■ EXERCISE OBJECTIVE:
From the filesystem repair thread, return the passage word for word, starting at the words "How do you see" and ending after the words "[2], for example).".
## BEGIN SELECTION
What do you like to expose to VFS level as generalized methods for your implementation?

> > But, from another point of view, every file system has own 
> > architecture, own set of metadata and own way to do fsck 
> > check/recovering.
>
> Yes, and this wouldn't change.  The particular mechanism of fixing a piece of
> metadata will always be fs-dependent, but the thing that I'm interested in
> discussing is how do we avoid having these kinds of things interact badly with the VFS?

Let's start from the simplest case. You have the current implementation.
How do you see the way to delegate to VFS some activity in your implementation
in the form of generalized methods? Let's imagine that VFS will have some callbacks
from file system side. What could it be?

> > As far as I can judge, there are significant amount of research 
> > efforts in this direction (Recon [1], [2], for example).
>
> Yes, I remember Recon.  I appreciated the insight that while it's impossible
> to block everything for a full scan, it /is/ possible to check a single object and
> its relation to other metadata items.  The xfs scrubber also takes an incremental
> approach to verifying a filesystem; we'll lock each metadata object and verify that
> its relationships with the other metadata make sense.  So long as we aren't bombarding
> the fs with heavy metadata update workloads, of course.
>
> On the repair side of things xfs added reverse-mapping records, which the repair code
> uses to regenerate damaged primary metadata.  After we land inode parent pointers
> we'll be able to do the same reconstructions that we can now do for block allocations...
>
> ...but there are some sticky problems with repairing the reverse mappings.
> The normal locking order for that part of xfs is sb_writers
> -> inode -> ag header -> rmap btree blocks, but to repair we have to
> freeze the filesystem against writes so that we can scan all the inodes.

Yes, the necessary freezing of file system is really tricky point. From one point of view,
it is possible to use "light checking mode" that will simply check and complain
about possible troubles at proper time (maybe with remount in RO mode).
Otherwise, from another point of view, we need in special file system architecture
or/and special way of VFS functioning. Let's imagine that file system volume will
be split on some groups/aggregations/objects with dedicated metadata. Then, theoretically,
VFS is able to freeze such group/aggregation/object for check and recovering
without affection the availability of the whole file system volume. It means that
file system operations should be redirected into active (not frozen) groups/aggregations/objects.
 
Thanks,
Vyacheslav Dubeyko.


^ permalink raw reply	[flat|nested] 8+ messages in thread

* Re: [LSF/MM TOPIC] online filesystem repair
  2017-01-18  0:37     ` Slava Dubeyko
@ 2017-01-25  8:41       ` Darrick J. Wong
  2017-01-27 22:06         ` Slava Dubeyko
  0 siblings, 1 reply; 8+ messages in thread
From: Darrick J. Wong @ 2017-01-25  8:41 UTC (permalink / raw)
## END SELECTION
## BEGIN RECORDS PROVIDED
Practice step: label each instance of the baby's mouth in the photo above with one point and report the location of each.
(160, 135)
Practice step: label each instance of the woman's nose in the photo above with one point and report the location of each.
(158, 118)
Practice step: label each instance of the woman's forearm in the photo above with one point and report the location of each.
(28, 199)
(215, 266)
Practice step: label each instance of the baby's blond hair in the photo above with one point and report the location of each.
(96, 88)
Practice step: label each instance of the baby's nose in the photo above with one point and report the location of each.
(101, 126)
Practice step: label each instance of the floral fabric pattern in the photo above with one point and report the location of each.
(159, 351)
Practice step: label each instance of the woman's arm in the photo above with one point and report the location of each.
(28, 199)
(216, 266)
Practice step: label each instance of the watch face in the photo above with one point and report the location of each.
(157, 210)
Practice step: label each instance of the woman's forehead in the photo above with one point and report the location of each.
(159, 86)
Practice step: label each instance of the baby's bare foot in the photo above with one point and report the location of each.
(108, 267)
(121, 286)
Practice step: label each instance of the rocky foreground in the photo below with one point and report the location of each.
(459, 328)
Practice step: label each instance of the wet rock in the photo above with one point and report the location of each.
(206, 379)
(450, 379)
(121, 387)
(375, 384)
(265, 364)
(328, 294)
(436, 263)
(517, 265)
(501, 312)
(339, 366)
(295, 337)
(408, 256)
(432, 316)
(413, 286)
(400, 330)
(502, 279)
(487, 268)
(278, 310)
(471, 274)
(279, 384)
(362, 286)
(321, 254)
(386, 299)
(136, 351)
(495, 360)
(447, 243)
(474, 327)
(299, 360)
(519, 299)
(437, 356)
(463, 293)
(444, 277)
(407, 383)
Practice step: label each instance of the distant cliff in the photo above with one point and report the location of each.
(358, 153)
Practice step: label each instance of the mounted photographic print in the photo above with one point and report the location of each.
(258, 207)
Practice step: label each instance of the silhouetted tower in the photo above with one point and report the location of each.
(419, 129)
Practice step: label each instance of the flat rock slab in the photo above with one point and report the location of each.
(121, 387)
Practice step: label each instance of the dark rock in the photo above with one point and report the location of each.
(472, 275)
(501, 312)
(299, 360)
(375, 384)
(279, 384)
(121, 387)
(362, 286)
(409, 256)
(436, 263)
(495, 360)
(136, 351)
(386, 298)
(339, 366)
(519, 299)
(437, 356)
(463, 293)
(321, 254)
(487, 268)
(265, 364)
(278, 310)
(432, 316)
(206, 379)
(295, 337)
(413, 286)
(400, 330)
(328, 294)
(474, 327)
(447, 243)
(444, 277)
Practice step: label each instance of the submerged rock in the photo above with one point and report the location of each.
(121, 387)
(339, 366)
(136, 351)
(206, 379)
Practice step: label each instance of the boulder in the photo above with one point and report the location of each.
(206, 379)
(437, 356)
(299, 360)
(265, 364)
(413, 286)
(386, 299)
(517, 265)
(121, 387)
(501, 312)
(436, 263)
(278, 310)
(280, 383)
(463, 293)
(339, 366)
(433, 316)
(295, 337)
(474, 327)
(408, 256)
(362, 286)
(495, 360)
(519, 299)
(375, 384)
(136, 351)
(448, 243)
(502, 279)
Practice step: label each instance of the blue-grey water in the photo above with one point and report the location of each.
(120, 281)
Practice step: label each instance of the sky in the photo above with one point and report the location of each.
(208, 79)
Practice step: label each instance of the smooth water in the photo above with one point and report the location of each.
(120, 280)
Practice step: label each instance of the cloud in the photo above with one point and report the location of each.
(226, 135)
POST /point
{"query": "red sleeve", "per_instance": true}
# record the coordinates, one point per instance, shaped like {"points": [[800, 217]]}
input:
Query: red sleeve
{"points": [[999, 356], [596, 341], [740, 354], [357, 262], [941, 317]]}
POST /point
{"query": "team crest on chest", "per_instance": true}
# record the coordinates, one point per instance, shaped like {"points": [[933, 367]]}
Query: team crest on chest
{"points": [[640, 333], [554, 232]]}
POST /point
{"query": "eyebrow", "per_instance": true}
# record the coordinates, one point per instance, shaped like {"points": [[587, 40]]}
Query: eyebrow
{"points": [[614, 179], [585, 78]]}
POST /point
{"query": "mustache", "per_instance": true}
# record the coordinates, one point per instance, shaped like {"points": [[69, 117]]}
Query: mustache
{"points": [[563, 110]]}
## END RECORDS PROVIDED
■ CORRECT ANSWER:
How do you see the way to delegate to VFS some activity in your implementation
in the form of generalized methods? Let's imagine that VFS will have some callbacks
from file system side. What could it be?

> > As far as I can judge, there are significant amount of research 
> > efforts in this direction (Recon [1], [2], for example).